Exercises to complete —
**1)** Read the excerpt on teacher-student relationships in the listing, then decide whether each statement below agrees with it. For each statement, answer yes or no and quote the words of the excerpt that settle it.
(a) Students may report allegations of mistreatment that fall outside other university policies through EthicsPoint.
(b) The policy applies only to sexual conduct that is not consensual.
(c) Clinical tutors are excluded from the faculty members covered by the policy.
**2)** Pick up the excerpt on teacher-student relationships right after its final sentence, and continue writing it.

Excerpt to read —
Relationships between Teachers and Students

Students and teachers should recognize the special nature of the teacher-learner relationship which is in part defined by professional role modeling, mentorship, and supervision.

Because of the special nature of this relationship, students and teachers should strive to develop their relationship to one characterized by mutual trust, acceptance and confidence. They should both recognize the potential for conflict of interest and respect appropriate boundaries.

Allegations of mistreatment that do not otherwise fall under university policies may be reported by students through EthicsPoint or to the Office of the Dean of Students.

POLICY ON NON-FRATERNIZATION RELATIONSHIPS

St. George’s University Policy on Non-Fraternization Relationships between individuals in inherently unequal positions may undermine the real or perceived integrity of the supervision and evaluation process, as well as affect the trust inherent in the educational environment. It is the policy of the University that respect for the individual in the University community requires that amorous or sexual relationships not be conducted by persons in unequal positions. The University considers it inappropriate for any member of the faculty (including clinical tutors), administration, or staff to establish an intimate relationship with a student, subordinate, or colleague upon whose academic or work performance he or she will be required to make professional judgments or who may have real or perceived authority over the student. The University considers it a violation of this policy for any member of the faculty, administration, or staff to offer or request sexual favors, make sexual advances, or engage in sexual conduct, consensual or otherwise, with a person who is:

  • Enrolled in a class taught by the faculty member or administrator
  • Receiving academic advising or mentoring from the faculty member or administrator
  • Working for the faculty member, administrator or staff
  • Subject to any form of evaluation by the faculty member, administrator or staff.

Entries provided —
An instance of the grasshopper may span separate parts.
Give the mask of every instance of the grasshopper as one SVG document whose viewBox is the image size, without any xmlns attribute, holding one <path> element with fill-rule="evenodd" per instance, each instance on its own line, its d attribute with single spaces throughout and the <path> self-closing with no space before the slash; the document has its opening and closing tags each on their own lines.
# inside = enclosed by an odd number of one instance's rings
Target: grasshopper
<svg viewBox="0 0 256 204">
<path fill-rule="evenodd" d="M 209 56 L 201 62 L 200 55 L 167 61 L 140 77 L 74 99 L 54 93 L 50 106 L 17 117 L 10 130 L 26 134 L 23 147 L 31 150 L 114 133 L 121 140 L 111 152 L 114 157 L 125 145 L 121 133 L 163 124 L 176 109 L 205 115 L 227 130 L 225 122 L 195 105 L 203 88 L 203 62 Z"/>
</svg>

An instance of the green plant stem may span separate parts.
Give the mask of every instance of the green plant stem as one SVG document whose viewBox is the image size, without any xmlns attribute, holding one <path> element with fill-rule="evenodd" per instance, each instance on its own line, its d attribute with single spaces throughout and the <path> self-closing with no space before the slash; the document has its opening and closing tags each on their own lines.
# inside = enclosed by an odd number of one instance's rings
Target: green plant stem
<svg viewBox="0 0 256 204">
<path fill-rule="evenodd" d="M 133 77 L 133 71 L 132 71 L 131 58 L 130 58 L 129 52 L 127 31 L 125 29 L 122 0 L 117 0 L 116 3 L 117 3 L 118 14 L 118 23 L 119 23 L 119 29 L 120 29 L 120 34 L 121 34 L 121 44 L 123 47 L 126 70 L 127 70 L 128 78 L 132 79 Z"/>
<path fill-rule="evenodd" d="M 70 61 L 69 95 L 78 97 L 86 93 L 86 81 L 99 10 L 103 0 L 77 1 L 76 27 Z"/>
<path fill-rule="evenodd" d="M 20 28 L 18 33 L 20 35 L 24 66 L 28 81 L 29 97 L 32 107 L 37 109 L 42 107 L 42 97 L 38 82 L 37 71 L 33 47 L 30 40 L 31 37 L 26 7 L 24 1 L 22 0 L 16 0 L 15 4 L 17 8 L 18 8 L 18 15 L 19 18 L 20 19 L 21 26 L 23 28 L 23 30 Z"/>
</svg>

Results of the exercise —
**1)**
(a) Yes: "Allegations of mistreatment that do not otherwise fall under university policies may be reported by students through EthicsPoint or to the Office of the Dean of Students."
(b) No: "engage in sexual conduct, consensual or otherwise"
(c) No: "any member of the faculty (including clinical tutors)"

**2)**
Please note that the list above is not exhaustive and other situations of fraternization may also result in a violation of this policy. In all such circumstances, consent may not be considered a defense against a charge or fraternization in any proceeding conducted under this policy. The determination of what constitutes sexual harassment depends on the specific facts and the context within which the conduct occurs. Teaching and research fellows, doctoral and graduate assistants, tutors, interns, and any other students who perform work-related functions for the University are also subject to this policy. In the case of a pre-existing relationship between a faculty member and a student or subordinate, the faculty member has an affirmative duty to disclose this relationship to the Dean’s Office so that any potential conflicts of interest can be resolved.